## What the exercise asks
Echo every one of the following items word for word, leaving each line unchanged.

## Supplied data
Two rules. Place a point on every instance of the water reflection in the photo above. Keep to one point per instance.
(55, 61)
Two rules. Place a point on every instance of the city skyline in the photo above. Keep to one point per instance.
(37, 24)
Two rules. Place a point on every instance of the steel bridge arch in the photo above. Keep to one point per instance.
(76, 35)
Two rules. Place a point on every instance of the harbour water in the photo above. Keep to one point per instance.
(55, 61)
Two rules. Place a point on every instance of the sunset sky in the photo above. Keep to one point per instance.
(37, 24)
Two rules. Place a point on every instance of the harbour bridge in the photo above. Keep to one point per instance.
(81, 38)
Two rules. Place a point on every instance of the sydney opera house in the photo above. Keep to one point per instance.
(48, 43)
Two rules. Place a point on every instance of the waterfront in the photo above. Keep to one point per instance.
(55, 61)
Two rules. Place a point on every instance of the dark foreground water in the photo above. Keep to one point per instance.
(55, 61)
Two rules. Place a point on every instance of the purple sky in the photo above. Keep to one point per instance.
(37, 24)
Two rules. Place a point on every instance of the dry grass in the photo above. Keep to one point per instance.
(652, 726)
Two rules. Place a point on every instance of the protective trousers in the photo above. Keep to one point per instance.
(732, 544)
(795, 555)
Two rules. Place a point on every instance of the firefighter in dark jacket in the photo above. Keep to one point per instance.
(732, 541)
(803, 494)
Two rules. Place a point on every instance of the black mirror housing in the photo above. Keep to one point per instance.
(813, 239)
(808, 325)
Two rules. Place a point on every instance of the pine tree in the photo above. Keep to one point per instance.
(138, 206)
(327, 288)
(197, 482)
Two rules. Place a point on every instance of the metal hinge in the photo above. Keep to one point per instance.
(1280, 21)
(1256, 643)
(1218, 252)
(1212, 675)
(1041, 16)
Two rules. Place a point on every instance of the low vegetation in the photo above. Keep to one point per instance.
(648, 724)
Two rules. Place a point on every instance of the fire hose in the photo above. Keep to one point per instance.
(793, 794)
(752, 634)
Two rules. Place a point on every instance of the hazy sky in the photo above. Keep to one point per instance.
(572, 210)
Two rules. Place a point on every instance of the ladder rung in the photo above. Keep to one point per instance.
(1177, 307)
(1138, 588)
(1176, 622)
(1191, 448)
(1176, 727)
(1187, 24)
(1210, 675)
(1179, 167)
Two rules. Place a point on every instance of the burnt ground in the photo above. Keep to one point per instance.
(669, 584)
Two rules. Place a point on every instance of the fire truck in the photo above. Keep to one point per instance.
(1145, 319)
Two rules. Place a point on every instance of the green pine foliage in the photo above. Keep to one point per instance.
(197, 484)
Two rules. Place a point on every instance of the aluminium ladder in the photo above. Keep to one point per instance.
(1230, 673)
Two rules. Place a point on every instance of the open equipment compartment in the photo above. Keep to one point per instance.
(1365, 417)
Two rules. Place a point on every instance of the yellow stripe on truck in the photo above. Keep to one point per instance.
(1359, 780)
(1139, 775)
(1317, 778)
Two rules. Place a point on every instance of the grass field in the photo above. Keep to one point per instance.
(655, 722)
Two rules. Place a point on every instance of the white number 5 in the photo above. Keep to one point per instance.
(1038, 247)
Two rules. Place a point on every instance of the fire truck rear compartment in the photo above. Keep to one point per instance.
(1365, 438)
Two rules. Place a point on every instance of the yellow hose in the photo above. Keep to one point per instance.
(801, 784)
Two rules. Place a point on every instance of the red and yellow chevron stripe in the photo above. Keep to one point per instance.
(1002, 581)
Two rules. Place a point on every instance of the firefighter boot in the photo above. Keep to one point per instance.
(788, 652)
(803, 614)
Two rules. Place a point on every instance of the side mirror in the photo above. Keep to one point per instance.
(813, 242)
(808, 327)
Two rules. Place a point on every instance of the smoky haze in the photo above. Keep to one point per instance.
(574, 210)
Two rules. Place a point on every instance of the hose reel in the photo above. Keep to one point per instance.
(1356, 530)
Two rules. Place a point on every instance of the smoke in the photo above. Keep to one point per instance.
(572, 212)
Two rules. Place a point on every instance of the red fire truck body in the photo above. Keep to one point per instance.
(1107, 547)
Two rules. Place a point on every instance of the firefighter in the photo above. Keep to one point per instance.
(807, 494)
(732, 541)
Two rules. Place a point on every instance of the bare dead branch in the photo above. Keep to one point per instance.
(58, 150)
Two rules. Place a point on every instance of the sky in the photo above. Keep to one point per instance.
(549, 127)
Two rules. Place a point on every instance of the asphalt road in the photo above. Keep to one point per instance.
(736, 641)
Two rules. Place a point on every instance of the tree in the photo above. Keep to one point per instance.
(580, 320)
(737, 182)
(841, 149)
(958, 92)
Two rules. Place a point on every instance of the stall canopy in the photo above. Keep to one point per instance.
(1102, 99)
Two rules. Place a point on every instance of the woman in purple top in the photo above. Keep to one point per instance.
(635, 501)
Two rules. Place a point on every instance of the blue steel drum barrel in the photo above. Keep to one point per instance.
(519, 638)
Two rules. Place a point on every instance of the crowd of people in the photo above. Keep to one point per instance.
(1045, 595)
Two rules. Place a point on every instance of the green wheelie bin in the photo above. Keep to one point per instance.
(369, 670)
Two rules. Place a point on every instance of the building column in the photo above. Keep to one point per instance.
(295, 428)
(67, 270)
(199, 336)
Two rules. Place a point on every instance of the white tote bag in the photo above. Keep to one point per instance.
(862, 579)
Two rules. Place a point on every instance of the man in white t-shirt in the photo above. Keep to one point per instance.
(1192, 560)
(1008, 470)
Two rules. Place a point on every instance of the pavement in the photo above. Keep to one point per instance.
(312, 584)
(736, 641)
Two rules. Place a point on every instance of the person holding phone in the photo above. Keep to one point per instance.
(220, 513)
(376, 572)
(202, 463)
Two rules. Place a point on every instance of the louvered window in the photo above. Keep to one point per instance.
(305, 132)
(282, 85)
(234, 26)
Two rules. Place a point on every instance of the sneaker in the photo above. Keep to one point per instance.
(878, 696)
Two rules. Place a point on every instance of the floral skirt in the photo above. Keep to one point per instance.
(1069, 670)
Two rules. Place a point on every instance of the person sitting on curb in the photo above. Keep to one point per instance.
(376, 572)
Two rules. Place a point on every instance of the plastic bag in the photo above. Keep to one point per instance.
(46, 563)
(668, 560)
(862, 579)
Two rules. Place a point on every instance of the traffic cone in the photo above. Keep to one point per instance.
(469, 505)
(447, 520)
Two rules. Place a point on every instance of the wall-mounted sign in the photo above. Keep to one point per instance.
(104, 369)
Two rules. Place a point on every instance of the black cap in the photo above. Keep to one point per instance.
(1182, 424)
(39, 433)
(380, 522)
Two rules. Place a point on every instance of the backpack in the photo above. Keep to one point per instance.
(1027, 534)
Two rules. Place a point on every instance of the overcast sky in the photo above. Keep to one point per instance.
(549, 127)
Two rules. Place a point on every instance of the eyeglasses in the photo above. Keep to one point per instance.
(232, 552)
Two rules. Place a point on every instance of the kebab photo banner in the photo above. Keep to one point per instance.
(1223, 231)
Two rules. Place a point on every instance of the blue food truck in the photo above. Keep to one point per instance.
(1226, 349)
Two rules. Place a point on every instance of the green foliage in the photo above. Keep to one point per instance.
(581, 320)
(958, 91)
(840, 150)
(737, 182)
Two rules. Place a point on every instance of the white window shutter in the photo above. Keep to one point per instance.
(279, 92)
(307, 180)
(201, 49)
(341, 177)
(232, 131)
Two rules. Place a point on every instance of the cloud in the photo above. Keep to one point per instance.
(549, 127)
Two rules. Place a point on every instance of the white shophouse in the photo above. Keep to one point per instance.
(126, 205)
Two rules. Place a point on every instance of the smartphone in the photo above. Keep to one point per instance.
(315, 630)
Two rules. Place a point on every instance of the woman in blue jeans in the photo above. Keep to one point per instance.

## The answer
Two rules. Place a point on every instance of the water reflection in the photo above. Keep to one point per instance.
(55, 61)
Two rules. Place a point on every instance of the city skyline in the photo above. Keep to one point per instance.
(37, 24)
Two rules. Place a point on every instance of the steel bridge arch in the photo above. Keep to one point per instance.
(76, 35)
Two rules. Place a point on every instance of the harbour water in the photo above. Keep to one point per instance.
(55, 61)
Two rules. Place a point on every instance of the sunset sky in the photo above. Keep to one point per instance.
(37, 24)
Two rules. Place a point on every instance of the harbour bridge in the photo above. Keep to one point per instance.
(81, 38)
Two rules. Place a point on every instance of the sydney opera house in the photo above. Keep to one point per instance.
(48, 43)
Two rules. Place a point on every instance of the waterfront in the photo above. Keep to one point per instance.
(55, 61)
Two rules. Place a point on every instance of the dark foreground water in the photo above. Keep to one point per instance.
(55, 61)
Two rules. Place a point on every instance of the purple sky in the photo above. Keep to one point per instance.
(37, 24)
Two rules. Place a point on every instance of the dry grass in the photo above. Keep to one point per instance.
(652, 726)
Two rules. Place a point on every instance of the protective trousers in the photo above. Keep to one point per instance.
(732, 544)
(795, 555)
Two rules. Place a point on every instance of the firefighter in dark jacket in the photo above. Keep to one point per instance.
(732, 541)
(803, 494)
Two rules. Place a point on every instance of the black mirror housing in the photo above. Keep to one point per instance.
(813, 239)
(808, 325)
Two rules. Place a point on every instance of the pine tree in the photo above. Keep to one point per instance.
(138, 206)
(327, 288)
(197, 482)
Two rules. Place a point on every instance of the metal hinge in the photo above. Keep to one point per instance.
(1280, 21)
(1256, 643)
(1218, 252)
(1212, 675)
(1041, 16)
Two rules. Place a point on every instance of the low vegetation in the photo above. Keep to one point per instance.
(648, 724)
Two rules. Place a point on every instance of the fire hose in the photo above. Keep to one point per instance.
(793, 794)
(752, 634)
Two rules. Place a point on every instance of the hazy sky in the photo above. Keep to one point per instance.
(572, 210)
Two rules. Place a point on every instance of the ladder rung in the photo above. Keep to one point per instance.
(1177, 307)
(1138, 588)
(1176, 622)
(1191, 448)
(1176, 727)
(1187, 24)
(1210, 675)
(1179, 167)
Two rules. Place a point on every instance of the burnt ground in the photo above. Keep to one point per instance.
(669, 584)
Two rules. Place a point on every instance of the fire truck in the photo above. Keep to one point per instance.
(1145, 319)
Two rules. Place a point on every instance of the green pine foliage in the photo above. Keep to one point per instance.
(197, 484)
Two rules. Place a point on every instance of the aluminium ladder in the photo above. Keep to one point per instance.
(1230, 673)
Two rules. Place a point on every instance of the open equipment compartment in the photo above. Keep to one point per instance.
(1365, 417)
Two rules. Place a point on every instance of the yellow stripe on truck in the photo above. Keep to one point per instance.
(1359, 780)
(1139, 775)
(1317, 778)
Two rules. Place a point on every instance of the grass field in the photo above. Keep to one point per instance.
(655, 722)
Two rules. Place a point on every instance of the white number 5 in the photo above. Keep to one point per instance.
(1038, 247)
Two rules. Place a point on every instance of the fire truck rear compartment in the photo above. Keep to one point per instance.
(1365, 438)
Two rules. Place a point on every instance of the yellow hose in the photo above. Keep to one point per instance.
(801, 784)
Two rules. Place a point on every instance of the red and yellow chevron stripe in the photo above. Keep to one point per instance.
(1002, 581)
Two rules. Place a point on every instance of the firefighter boot in the photo above. Keep to one point per instance.
(788, 652)
(803, 614)
Two rules. Place a point on every instance of the side mirror in the photo above. Keep to one point per instance.
(813, 242)
(808, 327)
Two rules. Place a point on every instance of the smoky haze in the photo above. Keep to one point per instance.
(574, 210)
Two rules. Place a point on every instance of the hose reel in the photo above. Keep to one point per instance.
(1356, 530)
Two rules. Place a point on every instance of the smoke in the photo above. Keep to one point per instance.
(572, 212)
Two rules. Place a point on every instance of the red fire truck body in the photo above. Keep to one point per instance.
(1107, 547)
Two rules. Place a point on every instance of the firefighter in the photo above. Keep to one point per instance.
(807, 494)
(732, 541)
Two rules. Place a point on every instance of the bare dead branch in the photo above. Keep to one point per instance.
(58, 150)
Two rules. Place a point on every instance of the sky in the photo above. Keep to one point per instance.
(549, 127)
Two rules. Place a point on every instance of the asphalt road in the photo above. Keep to one point per instance.
(736, 641)
Two rules. Place a point on every instance of the tree in the photo above. Keep to one point per instance.
(580, 320)
(737, 182)
(841, 149)
(958, 92)
Two rules. Place a point on every instance of the stall canopy in the photo above. Keep to one point per instance.
(1102, 99)
Two rules. Place a point on every instance of the woman in purple top in the photo above. Keep to one point per instance.
(635, 501)
Two rules. Place a point on every instance of the blue steel drum barrel in the photo above. Keep to one point per instance.
(519, 638)
Two rules. Place a point on every instance of the crowd of people in the photo above. Keep to one point per instance.
(1045, 595)
Two rules. Place a point on every instance of the green wheelie bin in the photo above. Keep to one point per instance.
(369, 670)
Two rules. Place a point on every instance of the building column in the photo above. Keep to one point per instance.
(295, 428)
(67, 270)
(199, 336)
Two rules. Place a point on every instance of the white tote bag in the photo above. Keep to one point per instance.
(862, 579)
Two rules. Place a point on every instance of the man in white t-shirt in the photo above. Keep to one point per instance.
(1192, 560)
(1008, 470)
Two rules. Place a point on every instance of the pavement in the photo above. Keep to one point per instance.
(312, 584)
(736, 641)
Two rules. Place a point on every instance of the person holding phone in the photo above. Keep to one point per instance.
(220, 513)
(376, 572)
(202, 463)
Two rules. Place a point on every instance of the louvered window in the photo above. Keep to one point per instance.
(305, 132)
(282, 85)
(234, 26)
Two rules. Place a point on every instance of the sneaker in the photo above. Keep to one point per instance.
(878, 696)
Two rules. Place a point on every instance of the floral skirt in the photo above. Keep to one point per instance.
(1069, 670)
Two rules. Place a point on every instance of the person sitting on curb in the photo above. Keep to one point per instance.
(376, 572)
Two rules. Place a point on every instance of the plastic bag in the photo above. Keep to one point per instance.
(46, 563)
(668, 560)
(862, 579)
Two rules. Place a point on every instance of the traffic cone in the photo above. Keep to one point per instance.
(469, 505)
(447, 520)
Two rules. Place a point on every instance of the wall-mounted sign in the photo above. Keep to one point per instance.
(104, 369)
Two rules. Place a point on every instance of the black cap in the photo above. Keep to one point per instance.
(1182, 424)
(39, 433)
(380, 522)
Two rules. Place a point on every instance of the backpack in the photo above. Keep to one point per instance.
(1027, 534)
Two rules. Place a point on every instance of the overcast sky in the photo above. Keep to one point per instance.
(549, 127)
Two rules. Place a point on every instance of the eyeglasses in the photo above. Keep to one point per instance.
(232, 552)
Two rules. Place a point on every instance of the kebab photo banner in the photo above. Keep to one point per instance.
(1223, 231)
Two rules. Place a point on every instance of the blue food truck in the photo above. Keep to one point per instance.
(1226, 349)
Two rules. Place a point on every instance of the green foliage in the photo above. Keep to one point per instance.
(581, 320)
(958, 91)
(840, 150)
(737, 182)
Two rules. Place a point on every instance of the white window shutter in the photo above. Keep to one point per instance.
(279, 92)
(307, 180)
(201, 49)
(341, 177)
(232, 131)
Two rules. Place a point on every instance of the cloud in the photo above. Keep to one point per instance.
(549, 127)
Two rules. Place a point on every instance of the white shophouse in the photo above. Keep to one point per instance.
(126, 205)
Two rules. Place a point on every instance of the smartphone in the photo above. Keep to one point per instance.
(315, 630)
Two rules. Place a point on every instance of the woman in blue jeans in the photo above. Keep to one point per instance.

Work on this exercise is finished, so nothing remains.